[Start of Text]

Fig. 2(b) shows the resulting films (all annealed at 250 °C) obtained using three different preparation conditions. The substrate in Films A and B was precoated, whereas the one in Film C was not. In the absence of precoating, no film was obtained on the substrate. The difference between Films A and B is that the former used liquid-Al with Cp2TiCl2, whereas the latter used liquid-Al without Cp2TiCl2. We obtained a mirror-like Al film with a thickness of 120 nm and a specific resistivity of 5.8 μΩ cm in Film A. The liquid-Al without Cp2TiCl2 produced a white cloudy film with a thickness of 160 nm and a resistivity of 15 μΩ cm, as shown in Film B. The surface SEM images of Films A and B are shown in Fig. 2(b). The mirror-like Film A exhibited a flat surface composed of smaller grains, whereas the cloudy Film B revealed a rough surface composed of grains with larger aggregation. Addition of Cp2TiCl2 enhanced the resistivity, uniformity, and smoothness of the resultant film.

Fig. 3 shows the Al 2p spectrum in the binding energy range from 68 to 80 eV for the Film A in Fig. 2. The reproducibility of the measurements was confirmed in three samples. The representative spectrum is shown here. Intense peaks are observed at 71.7 and 74.8 eV. The peak at 74.8 eV is the oxide component derived from the surface oxidation, and the peak at 71.7 is attributed metal component.19 The spectrum supports that Film A is metal Al.


image file: d0tc02162h-f3.tif
Fig. 3 Al 2p XPS spectrum of Film A in Fig. 2. Dotted and thin lines are experimental and fitted data, respectively. The spectrum is separated into two peaks, metal (71.7 eV) and oxide (74.8 eV).

[End of Text]

## Written instruction 1
Express the lines of the records from the one containing "of each instance." through the one containing "Provide the mask of each instance now." as a Markdown table with the columns Row and Line, leaving out blank lines.

[Start of Information provided]

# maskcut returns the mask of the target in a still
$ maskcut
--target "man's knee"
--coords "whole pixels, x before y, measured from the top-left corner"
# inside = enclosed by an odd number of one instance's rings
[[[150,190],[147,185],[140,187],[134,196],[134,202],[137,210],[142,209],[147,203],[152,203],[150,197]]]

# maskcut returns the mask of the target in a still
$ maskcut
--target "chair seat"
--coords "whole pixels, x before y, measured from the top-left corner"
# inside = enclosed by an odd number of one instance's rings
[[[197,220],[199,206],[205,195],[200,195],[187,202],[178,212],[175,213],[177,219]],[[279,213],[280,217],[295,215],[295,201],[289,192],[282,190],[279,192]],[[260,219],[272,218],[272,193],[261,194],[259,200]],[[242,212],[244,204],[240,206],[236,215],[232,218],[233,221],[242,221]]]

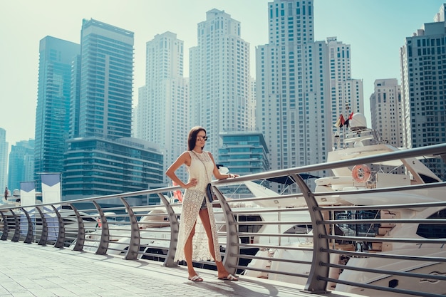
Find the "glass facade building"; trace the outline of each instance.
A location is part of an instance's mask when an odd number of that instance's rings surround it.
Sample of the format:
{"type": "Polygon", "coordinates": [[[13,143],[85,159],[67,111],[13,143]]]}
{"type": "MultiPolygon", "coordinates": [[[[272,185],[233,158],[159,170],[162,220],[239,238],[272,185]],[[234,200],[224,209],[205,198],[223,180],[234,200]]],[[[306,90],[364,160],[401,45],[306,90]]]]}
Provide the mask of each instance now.
{"type": "MultiPolygon", "coordinates": [[[[239,175],[264,172],[269,170],[268,147],[260,132],[222,132],[223,145],[218,150],[218,163],[239,175]]],[[[267,185],[268,183],[264,184],[267,185]]],[[[230,186],[227,193],[248,194],[244,186],[230,186]]]]}
{"type": "MultiPolygon", "coordinates": [[[[63,200],[148,189],[162,183],[162,154],[149,142],[134,138],[83,137],[67,144],[63,200]]],[[[147,203],[146,199],[129,202],[141,205],[147,203]]]]}
{"type": "Polygon", "coordinates": [[[84,19],[81,35],[78,136],[130,137],[134,33],[84,19]]]}
{"type": "Polygon", "coordinates": [[[34,147],[34,179],[61,172],[68,137],[71,64],[79,44],[46,36],[40,41],[34,147]]]}
{"type": "Polygon", "coordinates": [[[269,43],[256,50],[256,129],[271,169],[324,162],[333,125],[328,46],[314,41],[313,1],[269,2],[268,21],[269,43]]]}
{"type": "Polygon", "coordinates": [[[269,170],[268,148],[259,132],[222,132],[219,164],[232,173],[247,175],[269,170]]]}
{"type": "MultiPolygon", "coordinates": [[[[434,22],[425,23],[413,36],[406,37],[400,49],[403,97],[403,145],[419,147],[446,142],[446,4],[434,22]]],[[[423,160],[446,180],[442,160],[423,160]]]]}
{"type": "Polygon", "coordinates": [[[34,180],[34,140],[22,140],[11,146],[8,187],[20,189],[21,182],[34,180]]]}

[End of Information provided]

## Written instruction 2
Extract the stretch of the passage on the Al films from "Fig. 3 shows" through "is metal Al.", copying it word for word.

## Full answer 1
| Row | Line |
|---|---|
| 1 | Find the "glass facade building"; trace the outline of each instance. |
| 2 | A location is part of an instance's mask when an odd number of that instance's rings surround it. |
| 3 | Sample of the format: |
| 4 | {"type": "Polygon", "coordinates": [[[13,143],[85,159],[67,111],[13,143]]]} |
| 5 | {"type": "MultiPolygon", "coordinates": [[[[272,185],[233,158],[159,170],[162,220],[239,238],[272,185]],[[234,200],[224,209],[205,198],[223,180],[234,200]]],[[[306,90],[364,160],[401,45],[306,90]]]]} |
| 6 | Provide the mask of each instance now. |

## Full answer 2
Fig. 3 shows the Al 2p spectrum in the binding energy range from 68 to 80 eV for the Film A in Fig. 2. The reproducibility of the measurements was confirmed in three samples. The representative spectrum is shown here. Intense peaks are observed at 71.7 and 74.8 eV. The peak at 74.8 eV is the oxide component derived from the surface oxidation, and the peak at 71.7 is attributed metal component.19 The spectrum supports that Film A is metal Al.